EXERCISE INSTRUCTIONS
Repeat each entry exactly and drop the pictures.

Stored entries:
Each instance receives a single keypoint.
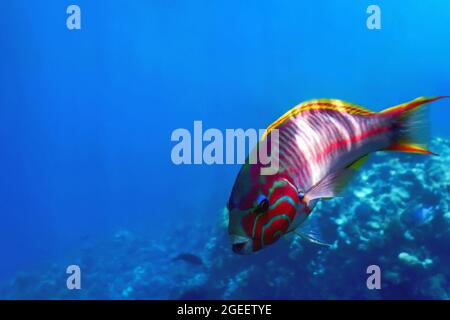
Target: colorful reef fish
(321, 143)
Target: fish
(189, 258)
(320, 145)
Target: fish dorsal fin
(330, 104)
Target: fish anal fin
(311, 238)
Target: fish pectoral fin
(330, 186)
(311, 232)
(312, 238)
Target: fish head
(261, 209)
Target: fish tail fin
(411, 125)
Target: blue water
(86, 115)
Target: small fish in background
(418, 216)
(321, 145)
(189, 258)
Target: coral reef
(394, 214)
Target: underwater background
(86, 175)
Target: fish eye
(263, 204)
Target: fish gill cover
(375, 222)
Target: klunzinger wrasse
(321, 144)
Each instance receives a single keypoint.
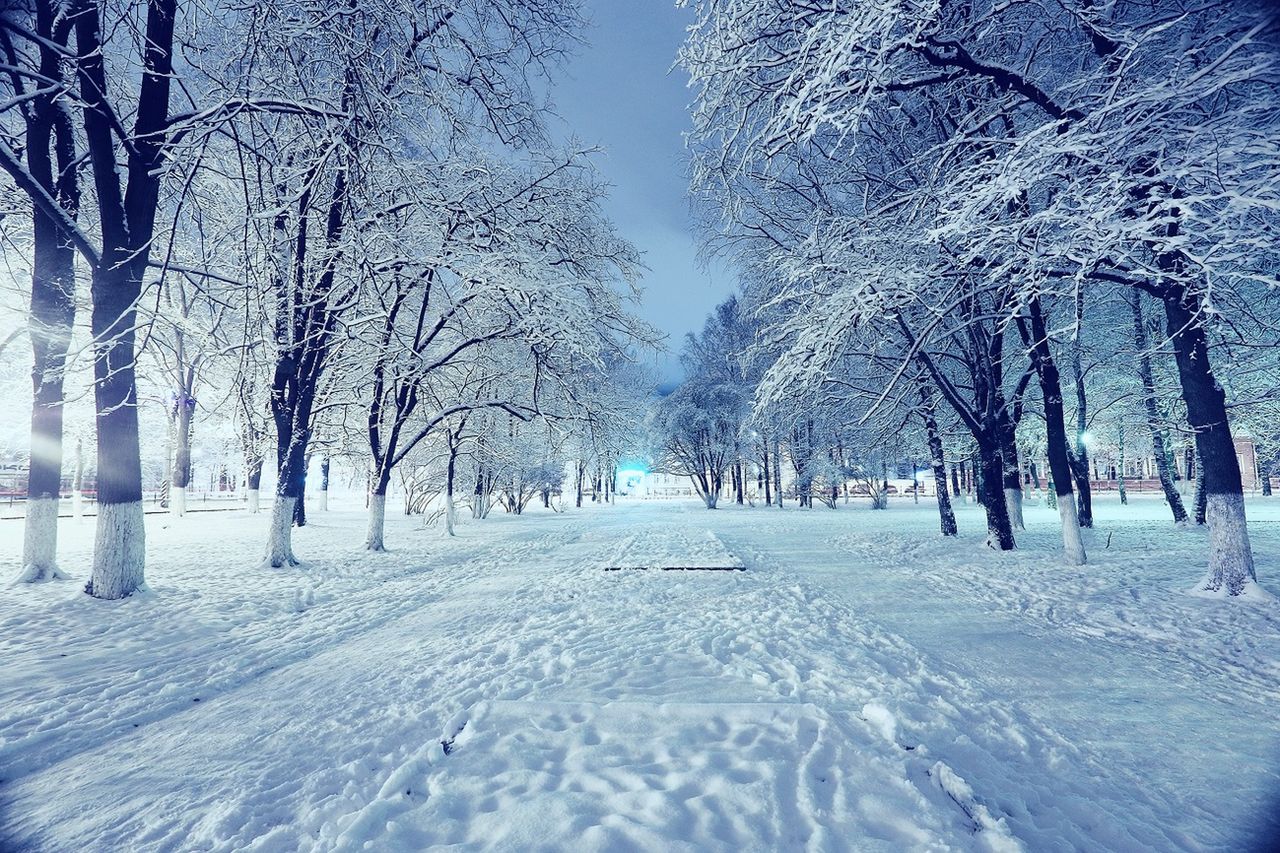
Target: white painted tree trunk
(40, 542)
(376, 523)
(1014, 501)
(451, 515)
(279, 547)
(1072, 542)
(119, 550)
(1230, 559)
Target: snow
(863, 684)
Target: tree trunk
(119, 547)
(254, 480)
(1201, 500)
(767, 477)
(777, 473)
(1055, 428)
(1124, 496)
(291, 479)
(449, 475)
(78, 482)
(127, 223)
(375, 536)
(1159, 447)
(323, 503)
(1230, 570)
(1013, 478)
(179, 478)
(1000, 533)
(946, 516)
(53, 311)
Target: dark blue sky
(621, 94)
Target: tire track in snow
(119, 698)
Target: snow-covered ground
(864, 684)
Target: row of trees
(960, 210)
(336, 219)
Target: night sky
(621, 92)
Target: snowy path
(858, 688)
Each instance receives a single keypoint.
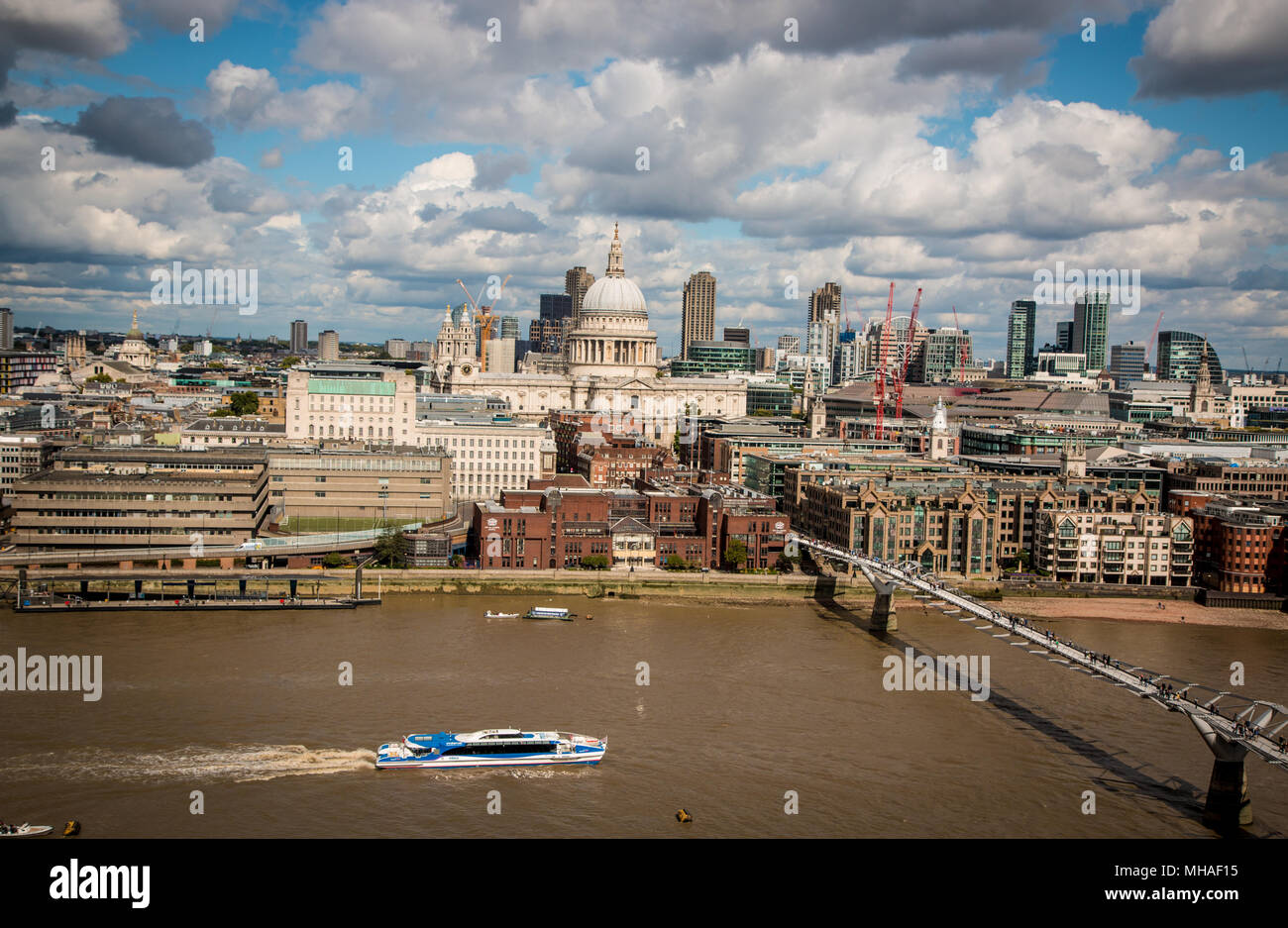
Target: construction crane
(483, 317)
(879, 381)
(907, 360)
(961, 343)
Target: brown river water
(743, 705)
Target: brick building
(559, 523)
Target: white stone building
(609, 363)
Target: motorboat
(490, 748)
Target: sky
(362, 157)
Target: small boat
(490, 748)
(548, 613)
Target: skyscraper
(329, 345)
(299, 336)
(1127, 363)
(823, 321)
(1091, 330)
(545, 332)
(576, 283)
(1180, 353)
(1064, 335)
(1019, 339)
(698, 310)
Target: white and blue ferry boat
(490, 748)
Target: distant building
(329, 345)
(576, 283)
(698, 310)
(1064, 336)
(299, 338)
(1127, 363)
(1179, 355)
(1019, 339)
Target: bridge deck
(1252, 724)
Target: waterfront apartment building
(1133, 549)
(1019, 339)
(947, 523)
(376, 406)
(1091, 330)
(1240, 546)
(147, 495)
(489, 454)
(562, 524)
(698, 310)
(374, 484)
(299, 338)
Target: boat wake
(237, 763)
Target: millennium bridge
(1232, 725)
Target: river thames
(747, 712)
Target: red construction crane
(879, 381)
(907, 360)
(961, 374)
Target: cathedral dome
(614, 293)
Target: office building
(1091, 330)
(1127, 363)
(329, 345)
(299, 338)
(1019, 339)
(1179, 355)
(698, 310)
(1064, 336)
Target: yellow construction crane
(483, 317)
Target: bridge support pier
(884, 618)
(1228, 803)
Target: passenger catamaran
(490, 748)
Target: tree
(391, 549)
(244, 403)
(735, 554)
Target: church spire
(614, 257)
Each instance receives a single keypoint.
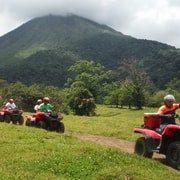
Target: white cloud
(150, 19)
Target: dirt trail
(124, 145)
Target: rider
(169, 111)
(36, 107)
(45, 106)
(10, 104)
(169, 108)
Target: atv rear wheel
(141, 148)
(7, 119)
(28, 123)
(61, 128)
(21, 120)
(173, 155)
(42, 124)
(1, 118)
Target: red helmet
(45, 99)
(39, 101)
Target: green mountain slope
(42, 50)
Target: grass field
(31, 153)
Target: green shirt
(45, 107)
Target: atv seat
(151, 120)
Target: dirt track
(124, 145)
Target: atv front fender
(148, 132)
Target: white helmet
(169, 97)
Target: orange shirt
(168, 110)
(165, 109)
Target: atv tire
(7, 118)
(21, 120)
(42, 124)
(1, 118)
(141, 148)
(61, 128)
(28, 123)
(173, 155)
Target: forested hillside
(42, 50)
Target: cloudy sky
(157, 20)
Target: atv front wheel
(173, 155)
(141, 148)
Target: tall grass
(113, 122)
(31, 153)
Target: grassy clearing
(111, 122)
(31, 153)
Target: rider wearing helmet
(169, 108)
(10, 104)
(36, 107)
(45, 106)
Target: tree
(92, 76)
(135, 83)
(81, 100)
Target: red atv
(47, 120)
(153, 135)
(11, 115)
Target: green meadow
(32, 153)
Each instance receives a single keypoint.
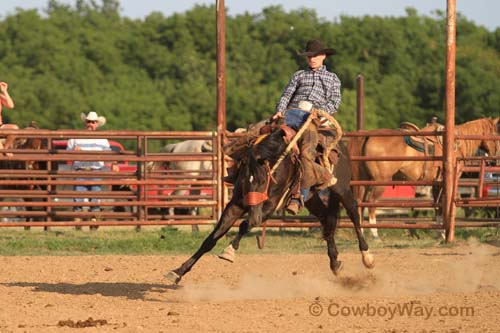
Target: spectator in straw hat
(92, 121)
(311, 88)
(7, 102)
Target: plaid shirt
(320, 87)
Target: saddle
(429, 145)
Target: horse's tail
(358, 171)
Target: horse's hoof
(368, 259)
(260, 242)
(173, 277)
(228, 253)
(337, 267)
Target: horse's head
(259, 187)
(492, 147)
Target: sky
(481, 12)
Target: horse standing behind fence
(261, 193)
(190, 169)
(31, 143)
(413, 170)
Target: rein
(255, 198)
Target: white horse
(191, 168)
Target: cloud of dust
(425, 271)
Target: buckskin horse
(260, 193)
(378, 146)
(28, 144)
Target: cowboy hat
(92, 116)
(315, 47)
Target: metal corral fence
(36, 186)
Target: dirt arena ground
(455, 289)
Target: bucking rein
(255, 198)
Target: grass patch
(169, 240)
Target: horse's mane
(480, 126)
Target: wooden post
(221, 101)
(360, 102)
(449, 139)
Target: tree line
(159, 73)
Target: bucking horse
(261, 189)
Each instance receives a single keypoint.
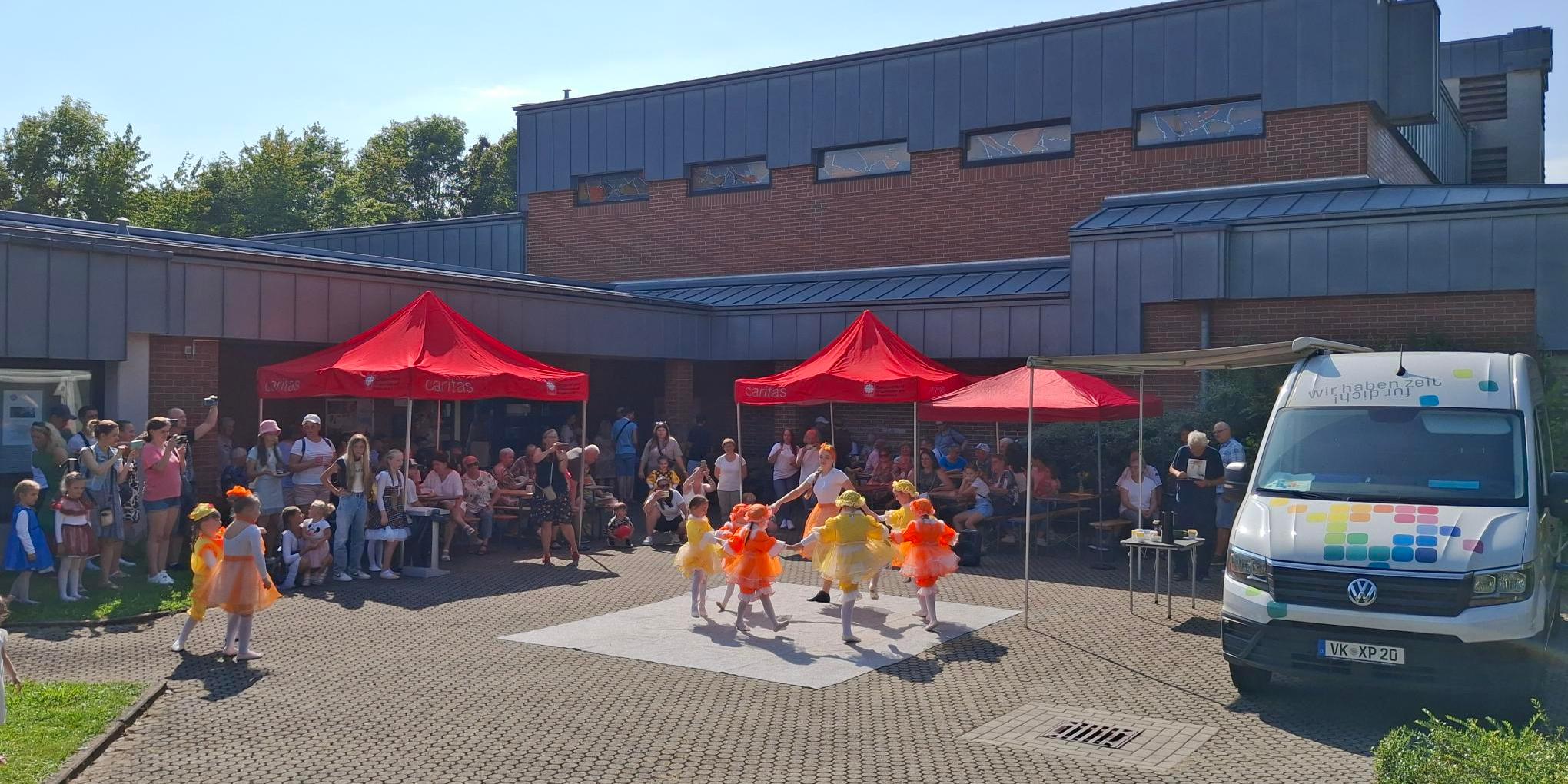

REPLY TO THE EXERCISE
Each instance receives a single keypoint.
Target: colorful reef fish
(321, 143)
Target: fish
(189, 258)
(320, 145)
Target: fish dorsal fin
(330, 104)
Target: fish anal fin
(311, 238)
Target: fish pectoral fin
(330, 186)
(311, 232)
(312, 238)
Target: fish head
(261, 209)
Target: fish tail fin
(411, 125)
Target: blue water
(86, 115)
Target: small fish in background
(418, 216)
(321, 145)
(189, 258)
Target: coral reef
(394, 214)
Target: underwater background
(86, 175)
Target: fish eye
(263, 204)
Target: fish gill cover
(375, 222)
Target: klunzinger wrasse
(321, 144)
Each instance receives a single keypoint.
Target: white painted tree trunk
(40, 542)
(376, 523)
(1014, 501)
(451, 515)
(279, 547)
(1072, 542)
(119, 550)
(1230, 559)
Target: snow
(863, 684)
Target: tree trunk
(119, 547)
(254, 480)
(1201, 500)
(767, 477)
(777, 473)
(1055, 428)
(1124, 496)
(291, 479)
(449, 475)
(78, 482)
(127, 223)
(375, 536)
(1159, 447)
(323, 503)
(1230, 570)
(1013, 478)
(179, 478)
(1000, 533)
(946, 516)
(53, 311)
Target: dark blue sky
(621, 94)
Target: tire track in snow
(119, 698)
Target: snow-covered ground
(864, 684)
Target: row of trees
(960, 210)
(336, 219)
Target: night sky
(621, 92)
Target: snowy path
(858, 688)
Each instance receives a single keypoint.
Target: construction crane
(483, 317)
(879, 381)
(907, 360)
(961, 343)
Target: brown river water
(743, 705)
Target: brick building
(559, 523)
Target: white stone building
(609, 363)
Target: motorboat
(490, 748)
Target: sky
(362, 157)
Target: small boat
(490, 748)
(548, 613)
Target: skyscraper
(329, 345)
(299, 336)
(1127, 363)
(823, 321)
(1091, 330)
(545, 332)
(576, 283)
(1180, 353)
(1064, 335)
(1019, 339)
(698, 310)
Target: white and blue ferry boat
(490, 748)
Target: distant building
(329, 345)
(576, 283)
(698, 310)
(1064, 336)
(299, 338)
(1127, 363)
(1179, 355)
(1019, 339)
Target: bridge deck
(1252, 724)
Target: waterfront apartment building
(1133, 549)
(1019, 339)
(947, 523)
(376, 406)
(1091, 330)
(1240, 546)
(147, 495)
(489, 454)
(562, 524)
(698, 310)
(374, 484)
(299, 338)
Target: boat wake
(237, 763)
Target: millennium bridge
(1232, 725)
Target: river thames
(747, 712)
Target: red construction crane
(879, 381)
(907, 360)
(961, 374)
Target: cathedral dome
(614, 293)
Target: office building
(1091, 330)
(1127, 363)
(329, 345)
(299, 338)
(1019, 339)
(1179, 355)
(698, 310)
(1064, 336)
Target: yellow construction crane
(483, 317)
Target: bridge support pier
(884, 618)
(1228, 803)
Target: passenger catamaran
(490, 748)
Target: tree
(391, 549)
(244, 403)
(735, 554)
Target: church spire
(614, 257)
Each instance receives a single keypoint.
Target: white cloud
(150, 19)
Target: dirt trail
(124, 145)
Target: rider
(169, 111)
(36, 107)
(45, 106)
(10, 104)
(169, 108)
Target: atv rear wheel
(141, 148)
(7, 119)
(28, 123)
(61, 128)
(21, 120)
(173, 155)
(42, 124)
(1, 118)
Target: red helmet
(45, 99)
(39, 101)
Target: green mountain slope
(42, 50)
Target: grass field
(31, 153)
Target: green shirt
(45, 107)
Target: atv seat
(151, 120)
Target: dirt track
(124, 145)
Target: atv front fender
(148, 132)
Target: white helmet
(169, 97)
Target: orange shirt
(168, 110)
(165, 109)
Target: atv tire
(7, 118)
(21, 120)
(42, 124)
(1, 118)
(141, 148)
(61, 128)
(28, 123)
(173, 155)
Target: forested hillside
(42, 50)
Target: cloudy sky
(157, 20)
Target: atv front wheel
(173, 155)
(141, 148)
Target: tall grass
(113, 122)
(31, 153)
Target: grassy clearing
(111, 122)
(31, 153)
Target: rider wearing helmet
(169, 108)
(10, 104)
(36, 107)
(45, 106)
Target: tree
(92, 76)
(135, 83)
(81, 100)
Target: red atv
(47, 120)
(153, 135)
(11, 115)
Target: green meadow
(32, 153)
Each instance receives a single keypoint.
Target: spectator in straw hat
(92, 121)
(311, 88)
(7, 102)
Target: plaid shirt
(320, 87)
Target: saddle
(429, 145)
Target: horse's tail
(358, 171)
Target: horse's hoof
(368, 259)
(260, 242)
(173, 277)
(228, 253)
(337, 267)
Target: horse's head
(259, 187)
(492, 147)
Target: sky
(481, 12)
Target: horse standing behind fence
(261, 193)
(190, 169)
(31, 143)
(413, 170)
Target: rein
(255, 198)
Target: white horse
(191, 168)
Target: cloud of dust
(425, 271)
Target: buckskin horse
(260, 193)
(378, 146)
(28, 144)
Target: cowboy hat
(92, 116)
(315, 47)
Target: metal corral fence
(36, 186)
Target: dirt arena ground
(455, 289)
Target: bucking rein
(255, 198)
Target: grass patch
(169, 240)
Target: horse's mane
(480, 126)
Target: wooden post
(221, 101)
(360, 102)
(449, 139)
Target: tree line
(159, 73)
Target: bucking horse
(261, 189)
Each instance receives a single keypoint.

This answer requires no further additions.